Selected extract

--------

Question 2 Multiple Choice
Silver from Potosí flooded European markets in the 16th century, contributing to the Price Revolution. What economic mechanism explains how more silver causes prices to rise?
ASpanish military dominance allowed Spain to dictate higher prices throughout European trade networks
BIncreasing the money supply without a proportional increase in goods causes each unit of money to buy less — inflation
CEuropean merchants raised prices to profit from Spain's new wealth, knowing Spanish buyers could pay more
DPotosí silver replaced gold as the monetary standard, deflating gold's value and raising commodity prices
This is the quantity theory of money in early modern action: more money chasing roughly the same quantity of goods means each unit of money buys less — prices rise. Potosí alone may have produced half the world's silver between 1545 and 1800. As this silver spread through European trade, it expanded the money supply dramatically without a matching expansion of production. The result was sustained inflation that disrupted wages, rents, and trade across Europe for over a century.
Question 3 True / False
The encomienda system granted colonists the right to demand labor and tribute from Indigenous communities, while theoretically obligating them to provide Christian instruction — a gap between theory and brutal practice that Bartolomé de las Casas publicly attacked.

--------

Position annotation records
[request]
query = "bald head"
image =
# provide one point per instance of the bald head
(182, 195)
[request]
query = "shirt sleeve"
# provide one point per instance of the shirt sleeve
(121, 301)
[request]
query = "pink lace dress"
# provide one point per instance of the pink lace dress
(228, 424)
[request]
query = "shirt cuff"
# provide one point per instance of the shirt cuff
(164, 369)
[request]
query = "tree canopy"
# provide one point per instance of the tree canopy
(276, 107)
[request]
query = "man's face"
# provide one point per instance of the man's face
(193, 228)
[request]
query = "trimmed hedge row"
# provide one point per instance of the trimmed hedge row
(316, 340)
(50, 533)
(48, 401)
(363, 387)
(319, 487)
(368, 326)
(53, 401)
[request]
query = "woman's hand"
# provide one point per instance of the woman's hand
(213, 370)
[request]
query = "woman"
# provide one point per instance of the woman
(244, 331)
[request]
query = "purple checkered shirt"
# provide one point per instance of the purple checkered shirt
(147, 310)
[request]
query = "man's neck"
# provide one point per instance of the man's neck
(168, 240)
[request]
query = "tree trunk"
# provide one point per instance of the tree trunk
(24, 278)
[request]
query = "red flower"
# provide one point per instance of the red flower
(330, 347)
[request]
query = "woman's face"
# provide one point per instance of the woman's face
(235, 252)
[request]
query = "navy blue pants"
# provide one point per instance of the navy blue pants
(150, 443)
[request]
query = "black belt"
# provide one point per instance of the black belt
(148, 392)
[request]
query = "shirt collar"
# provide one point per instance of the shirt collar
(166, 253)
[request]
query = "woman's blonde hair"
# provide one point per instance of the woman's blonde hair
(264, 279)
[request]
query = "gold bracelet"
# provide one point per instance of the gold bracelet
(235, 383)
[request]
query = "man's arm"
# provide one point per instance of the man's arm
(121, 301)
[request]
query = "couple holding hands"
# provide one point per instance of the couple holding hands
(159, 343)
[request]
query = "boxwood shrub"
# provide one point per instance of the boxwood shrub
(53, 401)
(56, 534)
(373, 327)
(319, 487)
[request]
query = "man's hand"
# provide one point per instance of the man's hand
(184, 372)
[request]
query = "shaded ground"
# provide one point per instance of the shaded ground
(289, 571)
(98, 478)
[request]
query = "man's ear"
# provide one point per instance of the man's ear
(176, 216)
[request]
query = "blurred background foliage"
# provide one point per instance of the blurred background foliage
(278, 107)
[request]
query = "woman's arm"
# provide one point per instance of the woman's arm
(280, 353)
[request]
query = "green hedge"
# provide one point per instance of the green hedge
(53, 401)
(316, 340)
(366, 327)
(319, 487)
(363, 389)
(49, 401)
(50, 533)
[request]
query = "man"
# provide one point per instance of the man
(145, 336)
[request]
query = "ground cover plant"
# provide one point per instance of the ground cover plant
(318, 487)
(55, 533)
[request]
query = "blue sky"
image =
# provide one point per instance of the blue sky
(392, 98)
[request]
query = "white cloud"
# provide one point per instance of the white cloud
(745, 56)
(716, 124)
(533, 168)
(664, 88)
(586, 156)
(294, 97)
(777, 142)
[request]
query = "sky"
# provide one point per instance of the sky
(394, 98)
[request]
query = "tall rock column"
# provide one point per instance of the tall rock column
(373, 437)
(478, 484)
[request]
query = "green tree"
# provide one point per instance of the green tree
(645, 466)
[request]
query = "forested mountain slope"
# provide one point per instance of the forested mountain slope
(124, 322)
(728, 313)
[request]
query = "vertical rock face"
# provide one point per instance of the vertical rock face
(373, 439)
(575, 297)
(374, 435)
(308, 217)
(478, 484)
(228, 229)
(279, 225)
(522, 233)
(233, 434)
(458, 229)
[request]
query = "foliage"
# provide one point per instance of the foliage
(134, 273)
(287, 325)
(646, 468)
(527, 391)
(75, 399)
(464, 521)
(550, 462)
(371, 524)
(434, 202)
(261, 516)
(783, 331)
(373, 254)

--------

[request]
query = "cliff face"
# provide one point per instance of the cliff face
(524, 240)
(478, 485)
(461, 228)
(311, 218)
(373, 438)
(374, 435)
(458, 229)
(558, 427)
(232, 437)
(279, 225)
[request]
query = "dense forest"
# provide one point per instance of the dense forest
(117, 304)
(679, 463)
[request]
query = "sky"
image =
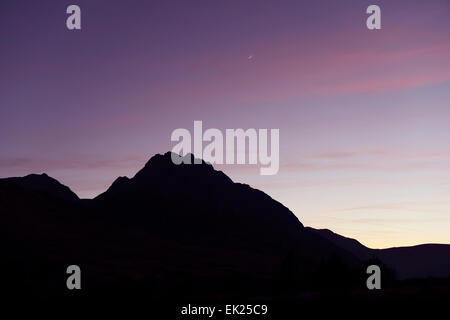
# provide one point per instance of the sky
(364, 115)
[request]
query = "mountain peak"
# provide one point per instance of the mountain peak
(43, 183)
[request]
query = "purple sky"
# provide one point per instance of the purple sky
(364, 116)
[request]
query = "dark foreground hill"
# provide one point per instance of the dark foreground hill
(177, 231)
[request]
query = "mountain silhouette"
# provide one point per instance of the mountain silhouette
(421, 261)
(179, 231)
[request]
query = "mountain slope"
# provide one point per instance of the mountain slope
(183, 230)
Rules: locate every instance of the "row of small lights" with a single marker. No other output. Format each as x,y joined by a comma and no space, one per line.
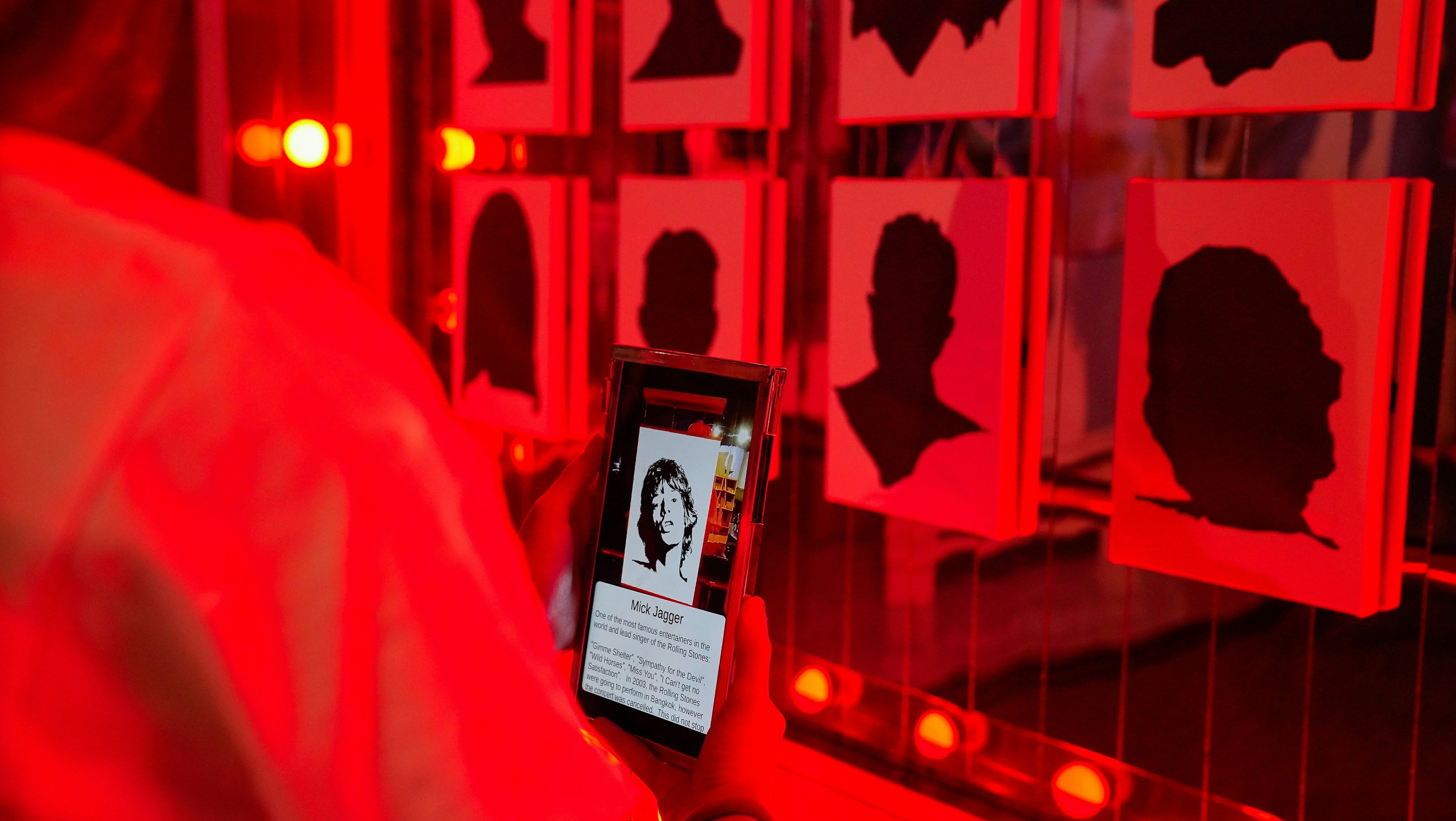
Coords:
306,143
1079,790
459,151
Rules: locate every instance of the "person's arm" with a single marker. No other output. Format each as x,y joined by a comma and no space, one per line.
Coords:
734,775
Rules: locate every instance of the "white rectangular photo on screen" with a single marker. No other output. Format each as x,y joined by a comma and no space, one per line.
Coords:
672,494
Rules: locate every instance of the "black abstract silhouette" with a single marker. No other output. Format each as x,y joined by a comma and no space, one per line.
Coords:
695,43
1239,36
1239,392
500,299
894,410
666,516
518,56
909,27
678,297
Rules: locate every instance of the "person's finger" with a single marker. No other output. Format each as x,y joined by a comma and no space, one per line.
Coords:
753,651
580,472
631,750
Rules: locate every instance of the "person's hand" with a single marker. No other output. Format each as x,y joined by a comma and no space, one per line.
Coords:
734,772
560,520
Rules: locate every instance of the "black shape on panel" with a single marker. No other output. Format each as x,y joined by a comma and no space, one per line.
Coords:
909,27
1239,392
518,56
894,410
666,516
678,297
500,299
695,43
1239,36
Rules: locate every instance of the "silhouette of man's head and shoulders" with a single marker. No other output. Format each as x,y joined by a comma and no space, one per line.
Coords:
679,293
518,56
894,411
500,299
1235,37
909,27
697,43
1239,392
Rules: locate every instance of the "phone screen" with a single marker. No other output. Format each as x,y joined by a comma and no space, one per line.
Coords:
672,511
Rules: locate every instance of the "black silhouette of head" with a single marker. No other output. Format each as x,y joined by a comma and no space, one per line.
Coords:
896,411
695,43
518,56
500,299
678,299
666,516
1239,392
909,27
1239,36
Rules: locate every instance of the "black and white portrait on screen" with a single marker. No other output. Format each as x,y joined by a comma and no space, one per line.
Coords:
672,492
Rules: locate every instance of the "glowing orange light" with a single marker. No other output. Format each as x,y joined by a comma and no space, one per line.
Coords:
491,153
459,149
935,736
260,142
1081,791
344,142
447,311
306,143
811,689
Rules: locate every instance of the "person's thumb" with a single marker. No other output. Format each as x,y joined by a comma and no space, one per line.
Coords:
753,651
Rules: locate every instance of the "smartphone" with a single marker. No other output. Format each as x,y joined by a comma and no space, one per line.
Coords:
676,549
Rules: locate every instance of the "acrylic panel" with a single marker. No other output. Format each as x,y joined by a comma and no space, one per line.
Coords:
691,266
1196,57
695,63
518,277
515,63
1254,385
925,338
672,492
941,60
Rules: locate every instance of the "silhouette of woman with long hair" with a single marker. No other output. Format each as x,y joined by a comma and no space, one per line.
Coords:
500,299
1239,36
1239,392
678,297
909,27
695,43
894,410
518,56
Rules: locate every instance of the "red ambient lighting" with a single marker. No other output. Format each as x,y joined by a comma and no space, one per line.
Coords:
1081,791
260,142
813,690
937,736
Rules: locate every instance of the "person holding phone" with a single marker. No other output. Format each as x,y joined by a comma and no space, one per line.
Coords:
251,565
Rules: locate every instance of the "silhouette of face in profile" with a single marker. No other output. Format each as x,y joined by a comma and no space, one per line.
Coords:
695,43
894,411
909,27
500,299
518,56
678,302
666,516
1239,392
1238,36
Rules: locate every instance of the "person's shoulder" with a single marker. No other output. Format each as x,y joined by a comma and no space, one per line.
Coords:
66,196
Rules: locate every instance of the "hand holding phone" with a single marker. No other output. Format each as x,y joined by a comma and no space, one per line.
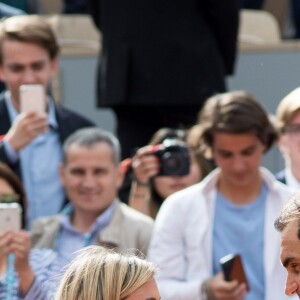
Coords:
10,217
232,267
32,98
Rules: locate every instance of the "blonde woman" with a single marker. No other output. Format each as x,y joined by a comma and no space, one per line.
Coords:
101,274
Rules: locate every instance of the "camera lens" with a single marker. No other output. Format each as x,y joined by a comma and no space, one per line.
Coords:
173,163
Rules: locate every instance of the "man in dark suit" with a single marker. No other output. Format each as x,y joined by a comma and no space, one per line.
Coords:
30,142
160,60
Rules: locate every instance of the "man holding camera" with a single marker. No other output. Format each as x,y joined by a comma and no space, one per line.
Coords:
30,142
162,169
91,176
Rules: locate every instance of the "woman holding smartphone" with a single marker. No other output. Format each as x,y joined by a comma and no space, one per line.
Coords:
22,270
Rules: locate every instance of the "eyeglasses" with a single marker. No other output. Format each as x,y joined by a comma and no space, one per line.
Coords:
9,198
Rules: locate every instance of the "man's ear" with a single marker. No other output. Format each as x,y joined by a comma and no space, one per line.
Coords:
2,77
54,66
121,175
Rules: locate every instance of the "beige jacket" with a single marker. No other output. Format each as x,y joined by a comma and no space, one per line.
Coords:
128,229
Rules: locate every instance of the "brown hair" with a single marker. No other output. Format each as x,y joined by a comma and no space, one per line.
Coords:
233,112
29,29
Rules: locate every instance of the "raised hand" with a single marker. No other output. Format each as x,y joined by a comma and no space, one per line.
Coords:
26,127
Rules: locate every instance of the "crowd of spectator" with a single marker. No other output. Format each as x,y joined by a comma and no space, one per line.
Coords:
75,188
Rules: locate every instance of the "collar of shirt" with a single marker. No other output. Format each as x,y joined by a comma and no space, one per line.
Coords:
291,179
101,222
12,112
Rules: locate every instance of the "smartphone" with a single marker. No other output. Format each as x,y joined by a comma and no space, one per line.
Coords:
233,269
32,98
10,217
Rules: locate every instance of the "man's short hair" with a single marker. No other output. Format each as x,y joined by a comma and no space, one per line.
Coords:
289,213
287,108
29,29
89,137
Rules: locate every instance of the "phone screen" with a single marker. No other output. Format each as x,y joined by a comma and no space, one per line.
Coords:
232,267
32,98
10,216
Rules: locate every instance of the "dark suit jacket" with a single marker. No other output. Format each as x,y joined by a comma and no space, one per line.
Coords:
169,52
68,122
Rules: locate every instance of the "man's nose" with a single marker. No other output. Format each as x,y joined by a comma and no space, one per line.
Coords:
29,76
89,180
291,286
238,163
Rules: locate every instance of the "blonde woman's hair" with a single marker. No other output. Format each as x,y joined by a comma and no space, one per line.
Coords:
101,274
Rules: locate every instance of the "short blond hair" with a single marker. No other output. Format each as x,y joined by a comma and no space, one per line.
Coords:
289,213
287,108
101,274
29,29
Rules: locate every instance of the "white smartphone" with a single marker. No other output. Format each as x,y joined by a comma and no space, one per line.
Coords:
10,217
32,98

--------

Complete the following
1. Summarize the quiz extract on Potosí silver in two sentences.
2. From the quiz extract on Potosí silver, set down word for word everything from "Question 3 True" down to "Casas publicly attacked.".

Responses per task
1. Silver from Potosí flooded European markets in the 16th century and expanded the money supply without a matching expansion of production. Following the quantity theory of money, this caused sustained inflation that disrupted wages, rents, and trade across Europe for over a century, and a true-or-false item adds that the encomienda system granted colonists labor and tribute from Indigenous communities while theoretically obligating them to provide Christian instruction.

2.
Question 3 True / False
The encomienda system granted colonists the right to demand labor and tribute from Indigenous communities, while theoretically obligating them to provide Christian instruction — a gap between theory and brutal practice that Bartolomé de las Casas publicly attacked.